● **INSTRUCTION 1**: In the Refactoring backend notebook, over what dates was the experiment conducted?
● **INSTRUCTION 2**: From the Refactoring backend notebook, list every quantile reported as showing a statistically significant difference in load time.
● **INSTRUCTION 3**: Carry on the Refactoring backend notebook from its last line of code.

● **TEXT EXTRACT**:
= = =

# PARLA

## Problem
In the previous problem, we found that in the 'Refactoring backend' experiment:
- the average load time increased in the experimental group
- but the 99th percentile decreased in the experimental group

Now check the significance of the differences of other percentiles:
- Data for the 'Refactoring backend' experiment: `2022-04-13/2022-04-13T12_df_web_logs.csv` and `2022-04-13/experiment_users.csv`.
- The experiment was conducted from `2022-04-05` to `2022-04-12`.
- Assume that the request processing time measurements are independent.
- When testing, use a normal confidence interval.

## Action
To check if differences between load-times of control and experimental groups, are statistically significant, I:
- sampled control and experimental groups with repetitions (since bootstrap requires sampling with repetition)
- calculated bootstrap quantile deltas
- using the normal confidence interval, to check if there is a significant difference in load-time for that quantile

## Result
For some quantiles there was a statistically significant difference, while for others there was not
- Quantiles WITH statistical difference of load time: 0.7, 0.74, 0.82, 0.86, 0.9, 0.95, 0.99
- Quantiles WITHOUT statistical difference of load time: 0.78, 0.999, 0.9999

## Learning
- I revised relevant Python and Pandas functionality
- I learned how to use bootstrapping for assessing statistical significance with a specified confidence level
- I learned how to calculate confidence interval for normally-distributed metric
- I learned that statistical significance can vary from quantile to quantile

## Application
- I can apply relevant Python and Pandas functionality for similar data-related problems
- I can apply bootstrapping for assessing statistical hypothesis and calculating confidence intervals using real-world data
- I can calculate confidence intervals for normally distributed metrics using real-world data


In [14]:

from datetime import datetime

import numpy as np
import pandas as pd


In [15]:

# load dataset, describing distribution of users into control and experimental groups
df_users = pd.read_csv('data/2022-04-13_experiment_users.csv')

= = =

● **MATERIAL SHOWN**:
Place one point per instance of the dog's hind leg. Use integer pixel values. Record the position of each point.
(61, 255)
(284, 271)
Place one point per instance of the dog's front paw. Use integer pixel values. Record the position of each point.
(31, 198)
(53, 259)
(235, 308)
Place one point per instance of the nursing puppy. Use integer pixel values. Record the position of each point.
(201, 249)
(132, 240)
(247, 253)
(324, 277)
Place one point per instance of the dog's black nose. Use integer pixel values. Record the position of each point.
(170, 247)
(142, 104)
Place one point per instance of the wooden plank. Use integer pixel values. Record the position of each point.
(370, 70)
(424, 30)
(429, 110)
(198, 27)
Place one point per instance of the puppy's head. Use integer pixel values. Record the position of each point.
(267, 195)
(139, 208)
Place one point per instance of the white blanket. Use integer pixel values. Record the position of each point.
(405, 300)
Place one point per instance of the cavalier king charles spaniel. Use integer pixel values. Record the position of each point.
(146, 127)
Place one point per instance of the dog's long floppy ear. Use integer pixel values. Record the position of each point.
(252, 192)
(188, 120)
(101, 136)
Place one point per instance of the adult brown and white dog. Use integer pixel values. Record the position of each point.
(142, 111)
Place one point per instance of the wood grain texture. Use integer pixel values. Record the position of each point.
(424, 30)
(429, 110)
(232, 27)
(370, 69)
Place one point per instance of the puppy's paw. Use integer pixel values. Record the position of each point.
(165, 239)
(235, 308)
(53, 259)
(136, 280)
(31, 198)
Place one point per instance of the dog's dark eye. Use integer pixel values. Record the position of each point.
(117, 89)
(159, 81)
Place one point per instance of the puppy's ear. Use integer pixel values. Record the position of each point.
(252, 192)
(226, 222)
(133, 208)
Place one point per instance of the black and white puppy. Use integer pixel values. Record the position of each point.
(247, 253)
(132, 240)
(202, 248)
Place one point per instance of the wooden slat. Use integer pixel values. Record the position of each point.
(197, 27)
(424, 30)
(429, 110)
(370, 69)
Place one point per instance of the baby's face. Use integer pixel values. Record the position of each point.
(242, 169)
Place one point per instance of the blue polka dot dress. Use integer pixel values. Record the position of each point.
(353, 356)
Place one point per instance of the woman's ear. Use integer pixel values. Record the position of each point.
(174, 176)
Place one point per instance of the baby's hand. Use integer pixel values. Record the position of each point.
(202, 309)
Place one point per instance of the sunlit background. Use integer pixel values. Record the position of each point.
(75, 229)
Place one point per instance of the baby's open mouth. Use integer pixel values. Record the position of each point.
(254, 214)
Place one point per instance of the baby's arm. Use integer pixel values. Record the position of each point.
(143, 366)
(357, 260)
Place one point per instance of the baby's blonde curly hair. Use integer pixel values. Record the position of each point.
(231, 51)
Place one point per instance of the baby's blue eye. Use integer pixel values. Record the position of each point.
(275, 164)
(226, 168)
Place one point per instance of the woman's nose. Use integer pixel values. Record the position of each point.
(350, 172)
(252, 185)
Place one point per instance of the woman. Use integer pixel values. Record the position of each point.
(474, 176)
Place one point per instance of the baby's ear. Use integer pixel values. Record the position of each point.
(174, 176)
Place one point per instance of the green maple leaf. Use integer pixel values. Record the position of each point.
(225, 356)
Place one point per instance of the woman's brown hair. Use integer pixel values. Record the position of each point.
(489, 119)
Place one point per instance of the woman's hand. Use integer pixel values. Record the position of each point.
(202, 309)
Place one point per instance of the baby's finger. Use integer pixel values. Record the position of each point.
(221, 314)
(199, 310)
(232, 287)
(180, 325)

= = =

● **WRITTEN RESPONSE 1**: From 2022-04-05 to 2022-04-12.

● **WRITTEN RESPONSE 2**: 0.7, 0.74, 0.82, 0.86, 0.9, 0.95, 0.99

● **WRITTEN RESPONSE 3**:
# load dataset, containing web-logs
df_logs = pd.read_csv('data/2022-04-13T12_df_web_logs.csv')
df_logs.date = pd.to_datetime(df_logs.date)

# filter web-logs to keep experimental data
start_date = datetime(2022, 4, 5)
end_date = datetime(2022, 4, 12)
df_logs = df_logs[(df_logs.date >= start_date) & (df_logs.date < end_date)]

# merge df_users and df_logs, to distribute logs into control and experimental groups
mdf = pd.merge(df_users, df_logs, how='inner', on=['user_id'])
df_a = mdf[mdf.pilot == 0].load_time
df_b = mdf[mdf.pilot == 1].load_time
print(df_a.head())
print(df_b.head())


0    106.6
1     49.6
2     49.9
3     75.7
4     61.6
Name: load_time, dtype: float64
19270    60.0
19271    71.7
19272    66.1
19273    73.6
19274    68.7
Name: load_time, dtype: float64


In [16]:

quantiles = [0.7, 0.74, 0.78, 0.82, 0.86, 0.90, 0.95, 0.99, 0.999, 0.9999]

for q in quantiles:
    boot_deltas = []
    for i in range(10**3):
        # sample control and experimental groups with repetitions,
        # since bootstrap requires sampling with repetition
        a = df_a.sample(frac=1, replace=True)
        b = df_b.sample(frac=1, replace=True)

        # calculate bootstrap quantile deltas
        boot_deltas.append(a.quantile(q) - b.quantile(q))

    # using the normal confidence interval,
    # check if there is a significant difference in load-time for that quantile
    boot_deltas = np.array(boot_deltas)
    deltas_mean = boot_deltas.mean()
    deltas_std = boot_deltas.std()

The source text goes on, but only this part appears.